Start Selection
Reward is assigned based on three conditions: exploiting hosts, restoring hosts and impacting critical hosts. Each host is assigned a numeric value corresponding to its importance (ConfidentialityValue in Scenario2.yaml). When a host is exploited this specifies the amount of reward provided: -0.1 for UserHosts and OpHosts, -1 for EntHosts and the OpServer. Using the restore action gives a reward of -1 regardless of which host it is applied to. The only host in which the impact action yields any reward is the OpServer. Allowing this host to be impacted results in a reward of -10. This reward persists until the operational server has been restored and need not be applied in every timestep as the logic of the pre-programmed agents may suggest. The total reward for each timestep is then the sum of exploited host rewards, hosts restored in that timestep and hosts currently being impacted.
End Selection
Start Data shown
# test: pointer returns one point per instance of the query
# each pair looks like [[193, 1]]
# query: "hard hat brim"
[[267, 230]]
End Data shown
**Requirement**
Reprint everything from "Reward is assigned" down to "currently being impacted." in the passage on reward, renaming "OpServer" to "OperationalServer" throughout.

**The solution**
Reward is assigned based on three conditions: exploiting hosts, restoring hosts and impacting critical hosts. Each host is assigned a numeric value corresponding to its importance (ConfidentialityValue in Scenario2.yaml). When a host is exploited this specifies the amount of reward provided: -0.1 for UserHosts and OpHosts, -1 for EntHosts and the OperationalServer. Using the restore action gives a reward of -1 regardless of which host it is applied to. The only host in which the impact action yields any reward is the OperationalServer. Allowing this host to be impacted results in a reward of -10. This reward persists until the operational server has been restored and need not be applied in every timestep as the logic of the pre-programmed agents may suggest. The total reward for each timestep is then the sum of exploited host rewards, hosts restored in that timestep and hosts currently being impacted.